--- Listed entries ---

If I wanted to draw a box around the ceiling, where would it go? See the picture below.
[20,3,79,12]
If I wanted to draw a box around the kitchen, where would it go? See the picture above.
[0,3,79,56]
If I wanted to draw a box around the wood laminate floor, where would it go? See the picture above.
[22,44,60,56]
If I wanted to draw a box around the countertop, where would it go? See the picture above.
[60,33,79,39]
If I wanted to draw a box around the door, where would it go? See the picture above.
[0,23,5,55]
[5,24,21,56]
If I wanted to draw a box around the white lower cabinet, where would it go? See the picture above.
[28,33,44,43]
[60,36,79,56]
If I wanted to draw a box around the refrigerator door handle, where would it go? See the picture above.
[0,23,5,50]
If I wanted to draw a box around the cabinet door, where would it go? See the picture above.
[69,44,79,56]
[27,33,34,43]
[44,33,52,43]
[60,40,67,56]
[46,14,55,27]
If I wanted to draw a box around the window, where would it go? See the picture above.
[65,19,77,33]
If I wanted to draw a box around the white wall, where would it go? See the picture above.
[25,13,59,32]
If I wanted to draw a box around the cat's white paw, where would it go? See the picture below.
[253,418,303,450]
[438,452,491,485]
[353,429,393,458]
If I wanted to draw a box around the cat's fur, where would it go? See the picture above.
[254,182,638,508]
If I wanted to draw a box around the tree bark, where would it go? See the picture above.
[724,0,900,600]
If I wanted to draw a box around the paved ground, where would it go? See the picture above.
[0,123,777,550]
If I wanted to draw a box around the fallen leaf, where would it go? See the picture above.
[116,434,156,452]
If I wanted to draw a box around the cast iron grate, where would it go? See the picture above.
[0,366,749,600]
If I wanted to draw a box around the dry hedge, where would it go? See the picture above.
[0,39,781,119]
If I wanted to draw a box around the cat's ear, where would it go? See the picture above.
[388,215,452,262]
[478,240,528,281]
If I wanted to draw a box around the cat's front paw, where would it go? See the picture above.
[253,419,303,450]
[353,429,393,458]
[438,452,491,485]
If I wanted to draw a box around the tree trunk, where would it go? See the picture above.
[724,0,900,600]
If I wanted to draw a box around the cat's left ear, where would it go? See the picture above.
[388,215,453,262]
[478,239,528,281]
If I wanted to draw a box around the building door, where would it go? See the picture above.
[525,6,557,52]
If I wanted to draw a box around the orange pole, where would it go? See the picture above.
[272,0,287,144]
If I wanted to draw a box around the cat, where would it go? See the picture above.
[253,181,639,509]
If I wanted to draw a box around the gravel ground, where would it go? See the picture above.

---

> **Your objective**: Convert the lines from the start of the rows through the line containing "[60,36,79,56]", inclusive, into a Markdown table with the columns "No." and "Text", numbering each line and omitting blank lines.

> **Output for this exercise**:
| No. | Text |
|---|---|
| 1 | If I wanted to draw a box around the ceiling, where would it go? See the picture below. |
| 2 | [20,3,79,12] |
| 3 | If I wanted to draw a box around the kitchen, where would it go? See the picture above. |
| 4 | [0,3,79,56] |
| 5 | If I wanted to draw a box around the wood laminate floor, where would it go? See the picture above. |
| 6 | [22,44,60,56] |
| 7 | If I wanted to draw a box around the countertop, where would it go? See the picture above. |
| 8 | [60,33,79,39] |
| 9 | If I wanted to draw a box around the door, where would it go? See the picture above. |
| 10 | [0,23,5,55] |
| 11 | [5,24,21,56] |
| 12 | If I wanted to draw a box around the white lower cabinet, where would it go? See the picture above. |
| 13 | [28,33,44,43] |
| 14 | [60,36,79,56] |